- [EXERCISE DETAILS]: Going down the data below, set down exactly the line with "Query: four-wheeled atv" and each line after it through the line with "Can you find the tall"; no other lines.
+ + + + +
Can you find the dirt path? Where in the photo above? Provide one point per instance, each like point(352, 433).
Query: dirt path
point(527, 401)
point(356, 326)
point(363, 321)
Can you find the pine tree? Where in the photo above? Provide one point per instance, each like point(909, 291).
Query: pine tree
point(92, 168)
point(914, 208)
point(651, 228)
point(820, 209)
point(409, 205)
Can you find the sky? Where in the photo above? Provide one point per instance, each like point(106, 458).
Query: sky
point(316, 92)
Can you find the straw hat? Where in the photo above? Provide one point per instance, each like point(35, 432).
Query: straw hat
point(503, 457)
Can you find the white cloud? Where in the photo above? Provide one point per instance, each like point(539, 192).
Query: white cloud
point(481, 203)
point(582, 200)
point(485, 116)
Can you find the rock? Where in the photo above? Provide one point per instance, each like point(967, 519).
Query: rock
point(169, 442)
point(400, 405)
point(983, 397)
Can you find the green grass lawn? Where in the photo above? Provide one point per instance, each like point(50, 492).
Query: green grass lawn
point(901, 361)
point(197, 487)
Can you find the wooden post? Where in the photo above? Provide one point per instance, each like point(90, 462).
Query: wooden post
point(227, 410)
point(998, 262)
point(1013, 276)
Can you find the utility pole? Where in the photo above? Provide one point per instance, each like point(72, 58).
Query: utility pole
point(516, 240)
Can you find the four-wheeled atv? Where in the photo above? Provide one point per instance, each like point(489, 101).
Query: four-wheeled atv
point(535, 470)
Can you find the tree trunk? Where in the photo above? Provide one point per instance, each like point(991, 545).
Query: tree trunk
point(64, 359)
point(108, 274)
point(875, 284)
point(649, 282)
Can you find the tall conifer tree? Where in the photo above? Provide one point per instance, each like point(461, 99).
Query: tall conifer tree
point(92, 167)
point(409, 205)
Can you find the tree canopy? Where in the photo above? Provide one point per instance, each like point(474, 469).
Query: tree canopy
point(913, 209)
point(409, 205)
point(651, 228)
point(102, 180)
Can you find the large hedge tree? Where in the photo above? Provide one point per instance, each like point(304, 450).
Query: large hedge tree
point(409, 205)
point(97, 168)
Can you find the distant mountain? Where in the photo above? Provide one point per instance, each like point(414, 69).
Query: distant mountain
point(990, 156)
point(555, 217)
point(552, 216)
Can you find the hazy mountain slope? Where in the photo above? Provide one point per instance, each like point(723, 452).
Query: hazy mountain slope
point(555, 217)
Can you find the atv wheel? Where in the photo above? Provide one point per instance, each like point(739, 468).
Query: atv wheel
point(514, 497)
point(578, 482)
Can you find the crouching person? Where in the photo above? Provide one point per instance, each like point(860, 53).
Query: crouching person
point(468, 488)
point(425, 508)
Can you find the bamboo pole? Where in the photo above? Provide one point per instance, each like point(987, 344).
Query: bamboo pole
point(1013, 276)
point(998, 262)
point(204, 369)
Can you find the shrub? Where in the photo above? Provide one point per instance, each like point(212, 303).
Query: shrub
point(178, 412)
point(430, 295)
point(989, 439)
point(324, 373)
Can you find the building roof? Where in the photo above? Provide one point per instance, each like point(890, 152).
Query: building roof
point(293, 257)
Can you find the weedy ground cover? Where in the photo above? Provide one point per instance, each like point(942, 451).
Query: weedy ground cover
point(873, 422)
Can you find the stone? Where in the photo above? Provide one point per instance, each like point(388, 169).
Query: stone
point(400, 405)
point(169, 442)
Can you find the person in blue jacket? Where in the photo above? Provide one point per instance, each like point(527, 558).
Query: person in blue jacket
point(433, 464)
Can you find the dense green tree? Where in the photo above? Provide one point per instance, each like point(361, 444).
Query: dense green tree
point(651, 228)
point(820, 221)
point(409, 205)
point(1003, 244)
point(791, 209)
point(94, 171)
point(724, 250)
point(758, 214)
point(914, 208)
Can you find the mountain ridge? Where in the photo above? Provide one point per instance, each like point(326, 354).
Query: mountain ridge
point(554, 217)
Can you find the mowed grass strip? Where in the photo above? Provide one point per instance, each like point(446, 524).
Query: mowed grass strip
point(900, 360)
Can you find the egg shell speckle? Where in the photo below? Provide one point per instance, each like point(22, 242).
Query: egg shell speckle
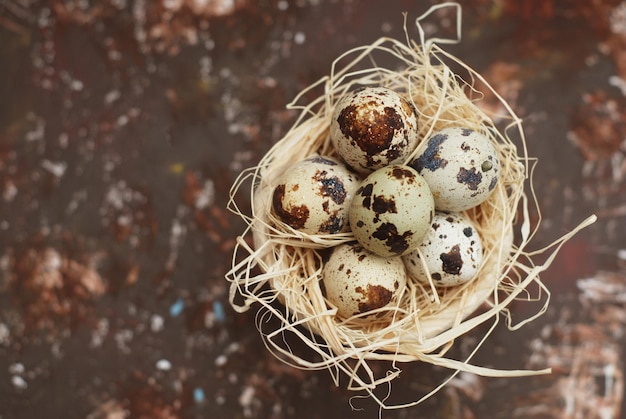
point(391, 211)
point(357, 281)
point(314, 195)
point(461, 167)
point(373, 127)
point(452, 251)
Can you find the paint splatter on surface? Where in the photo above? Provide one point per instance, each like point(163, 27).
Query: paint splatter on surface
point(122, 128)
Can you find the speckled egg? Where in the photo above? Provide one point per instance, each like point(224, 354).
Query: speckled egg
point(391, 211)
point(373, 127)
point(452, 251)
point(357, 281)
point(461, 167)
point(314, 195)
+ + + + +
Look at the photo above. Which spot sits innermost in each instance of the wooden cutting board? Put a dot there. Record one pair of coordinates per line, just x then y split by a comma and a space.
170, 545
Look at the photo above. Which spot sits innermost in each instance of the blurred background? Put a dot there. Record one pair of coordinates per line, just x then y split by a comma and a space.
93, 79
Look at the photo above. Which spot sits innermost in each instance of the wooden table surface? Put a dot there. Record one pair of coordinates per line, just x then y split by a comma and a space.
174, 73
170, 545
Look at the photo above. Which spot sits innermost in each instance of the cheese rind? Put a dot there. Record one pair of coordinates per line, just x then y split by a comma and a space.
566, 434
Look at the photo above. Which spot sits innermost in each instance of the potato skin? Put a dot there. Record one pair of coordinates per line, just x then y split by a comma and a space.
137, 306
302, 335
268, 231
+ + + + +
- [YOUR SOLUTION]:
Query: four-wheeled atv
point(535, 470)
Can you find the tree trunk? Where in the photo above? Provide one point per instance, each like point(991, 545).
Query: tree trunk
point(64, 359)
point(108, 274)
point(875, 284)
point(649, 282)
Can you find the tall conifer tree? Where in the photo above? Provide one point per instance, each like point(461, 99).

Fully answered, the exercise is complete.